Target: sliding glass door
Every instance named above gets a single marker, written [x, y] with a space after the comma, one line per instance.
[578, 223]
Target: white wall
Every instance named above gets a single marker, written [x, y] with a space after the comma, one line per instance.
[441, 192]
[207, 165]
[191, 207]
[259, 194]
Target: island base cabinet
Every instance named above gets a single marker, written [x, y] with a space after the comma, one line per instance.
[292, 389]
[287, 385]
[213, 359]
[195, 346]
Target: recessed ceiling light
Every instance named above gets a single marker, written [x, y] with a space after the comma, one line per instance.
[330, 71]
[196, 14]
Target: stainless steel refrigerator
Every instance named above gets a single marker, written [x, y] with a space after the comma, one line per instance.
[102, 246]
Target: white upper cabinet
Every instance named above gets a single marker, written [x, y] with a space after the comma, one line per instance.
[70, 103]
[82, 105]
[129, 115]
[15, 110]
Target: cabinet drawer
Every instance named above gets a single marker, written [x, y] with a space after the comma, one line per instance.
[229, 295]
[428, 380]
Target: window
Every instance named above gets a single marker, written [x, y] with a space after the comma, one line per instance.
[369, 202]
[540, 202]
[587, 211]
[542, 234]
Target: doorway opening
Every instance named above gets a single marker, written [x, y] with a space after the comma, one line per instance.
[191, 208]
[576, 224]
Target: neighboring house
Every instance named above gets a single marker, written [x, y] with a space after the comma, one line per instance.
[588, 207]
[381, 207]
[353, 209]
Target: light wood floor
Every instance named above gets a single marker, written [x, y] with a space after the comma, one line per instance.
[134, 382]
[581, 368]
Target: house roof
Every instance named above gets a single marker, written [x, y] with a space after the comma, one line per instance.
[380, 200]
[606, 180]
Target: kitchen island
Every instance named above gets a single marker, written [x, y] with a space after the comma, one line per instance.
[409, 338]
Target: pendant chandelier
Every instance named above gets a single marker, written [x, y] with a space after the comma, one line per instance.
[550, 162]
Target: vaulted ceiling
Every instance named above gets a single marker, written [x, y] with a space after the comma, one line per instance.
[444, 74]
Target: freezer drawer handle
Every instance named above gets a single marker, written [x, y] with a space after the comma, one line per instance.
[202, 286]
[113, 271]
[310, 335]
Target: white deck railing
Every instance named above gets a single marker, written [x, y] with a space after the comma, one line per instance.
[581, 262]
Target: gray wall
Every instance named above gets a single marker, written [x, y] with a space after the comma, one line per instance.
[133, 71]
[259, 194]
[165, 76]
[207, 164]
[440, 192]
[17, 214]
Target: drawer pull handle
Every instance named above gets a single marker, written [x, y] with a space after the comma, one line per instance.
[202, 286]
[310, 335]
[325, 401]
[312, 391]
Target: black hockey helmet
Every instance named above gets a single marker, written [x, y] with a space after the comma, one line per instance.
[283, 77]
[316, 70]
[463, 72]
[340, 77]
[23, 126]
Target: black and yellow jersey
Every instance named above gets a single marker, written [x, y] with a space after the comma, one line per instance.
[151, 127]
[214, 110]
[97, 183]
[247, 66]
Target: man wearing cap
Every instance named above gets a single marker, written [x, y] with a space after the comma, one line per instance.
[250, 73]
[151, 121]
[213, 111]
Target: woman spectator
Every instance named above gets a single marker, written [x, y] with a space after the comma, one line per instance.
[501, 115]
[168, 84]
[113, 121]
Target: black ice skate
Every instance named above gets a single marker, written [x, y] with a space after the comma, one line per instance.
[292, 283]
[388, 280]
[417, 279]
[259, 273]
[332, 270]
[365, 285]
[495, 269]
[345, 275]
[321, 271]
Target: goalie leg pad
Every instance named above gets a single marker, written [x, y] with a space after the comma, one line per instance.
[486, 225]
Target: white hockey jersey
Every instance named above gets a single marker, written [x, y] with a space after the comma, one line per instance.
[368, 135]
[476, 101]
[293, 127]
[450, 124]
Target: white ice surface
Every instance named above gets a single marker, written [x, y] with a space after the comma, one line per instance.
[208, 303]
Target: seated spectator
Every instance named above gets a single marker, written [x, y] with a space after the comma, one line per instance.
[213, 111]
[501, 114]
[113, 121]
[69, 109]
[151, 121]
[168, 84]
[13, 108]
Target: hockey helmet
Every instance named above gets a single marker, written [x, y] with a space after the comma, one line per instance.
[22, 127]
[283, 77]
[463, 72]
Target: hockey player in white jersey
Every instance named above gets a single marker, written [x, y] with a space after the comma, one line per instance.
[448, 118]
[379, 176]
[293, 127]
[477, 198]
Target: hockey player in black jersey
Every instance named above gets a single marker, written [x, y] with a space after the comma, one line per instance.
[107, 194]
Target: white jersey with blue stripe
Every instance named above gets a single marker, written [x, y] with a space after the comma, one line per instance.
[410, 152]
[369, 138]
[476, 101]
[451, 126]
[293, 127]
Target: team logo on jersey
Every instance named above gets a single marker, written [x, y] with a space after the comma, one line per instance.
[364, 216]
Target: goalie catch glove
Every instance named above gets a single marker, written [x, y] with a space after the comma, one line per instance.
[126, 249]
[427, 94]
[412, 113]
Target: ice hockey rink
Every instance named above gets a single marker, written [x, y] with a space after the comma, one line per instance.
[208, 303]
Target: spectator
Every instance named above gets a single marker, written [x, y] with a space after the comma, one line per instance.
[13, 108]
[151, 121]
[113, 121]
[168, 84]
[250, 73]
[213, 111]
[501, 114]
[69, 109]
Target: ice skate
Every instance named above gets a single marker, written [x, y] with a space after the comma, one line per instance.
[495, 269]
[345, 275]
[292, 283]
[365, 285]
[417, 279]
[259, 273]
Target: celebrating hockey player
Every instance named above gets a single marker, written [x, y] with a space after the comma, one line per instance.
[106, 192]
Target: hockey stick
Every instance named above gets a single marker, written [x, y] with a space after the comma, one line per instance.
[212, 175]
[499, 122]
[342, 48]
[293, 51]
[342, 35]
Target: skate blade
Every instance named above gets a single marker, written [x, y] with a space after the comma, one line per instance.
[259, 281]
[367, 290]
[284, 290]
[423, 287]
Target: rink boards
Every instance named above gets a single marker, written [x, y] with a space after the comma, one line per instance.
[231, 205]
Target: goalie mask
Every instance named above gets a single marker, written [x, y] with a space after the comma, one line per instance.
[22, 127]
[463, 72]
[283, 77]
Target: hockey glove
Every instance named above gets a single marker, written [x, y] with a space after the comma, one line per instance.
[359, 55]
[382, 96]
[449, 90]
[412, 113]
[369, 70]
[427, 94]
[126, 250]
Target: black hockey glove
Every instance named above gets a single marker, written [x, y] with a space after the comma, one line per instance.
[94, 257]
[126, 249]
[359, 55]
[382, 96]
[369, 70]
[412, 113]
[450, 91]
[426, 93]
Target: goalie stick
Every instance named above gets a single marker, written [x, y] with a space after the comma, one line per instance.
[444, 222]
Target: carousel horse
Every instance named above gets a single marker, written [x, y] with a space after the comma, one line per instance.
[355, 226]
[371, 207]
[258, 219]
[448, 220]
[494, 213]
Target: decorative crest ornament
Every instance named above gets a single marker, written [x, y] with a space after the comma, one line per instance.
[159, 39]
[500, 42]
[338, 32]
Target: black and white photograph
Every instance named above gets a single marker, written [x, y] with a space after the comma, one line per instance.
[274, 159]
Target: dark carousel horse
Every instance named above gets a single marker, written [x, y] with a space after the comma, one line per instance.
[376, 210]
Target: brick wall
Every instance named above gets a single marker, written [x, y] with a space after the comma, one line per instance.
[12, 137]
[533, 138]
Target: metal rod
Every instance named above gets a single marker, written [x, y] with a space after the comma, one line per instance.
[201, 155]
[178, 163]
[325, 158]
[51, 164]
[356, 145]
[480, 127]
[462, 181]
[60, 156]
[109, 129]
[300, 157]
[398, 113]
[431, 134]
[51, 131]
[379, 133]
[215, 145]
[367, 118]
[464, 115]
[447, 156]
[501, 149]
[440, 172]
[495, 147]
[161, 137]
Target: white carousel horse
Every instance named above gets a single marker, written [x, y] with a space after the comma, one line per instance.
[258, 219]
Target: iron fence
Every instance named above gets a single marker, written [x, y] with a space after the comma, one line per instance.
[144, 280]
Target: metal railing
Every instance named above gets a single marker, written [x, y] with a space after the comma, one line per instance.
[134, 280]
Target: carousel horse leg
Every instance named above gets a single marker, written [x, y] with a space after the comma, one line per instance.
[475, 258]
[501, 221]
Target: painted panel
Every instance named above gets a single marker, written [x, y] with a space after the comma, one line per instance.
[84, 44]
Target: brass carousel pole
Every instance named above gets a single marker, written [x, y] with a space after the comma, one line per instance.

================================

__BRIEF__:
Copy out everything in the listing above, word for word, from the line that contains "Target: brass carousel pole" down to the end of the listing.

__FINISHED ANSWER__:
Target: brass carousel pole
Every instance named above gets a single marker, written [x, y] with a space after the comma, one line per instance.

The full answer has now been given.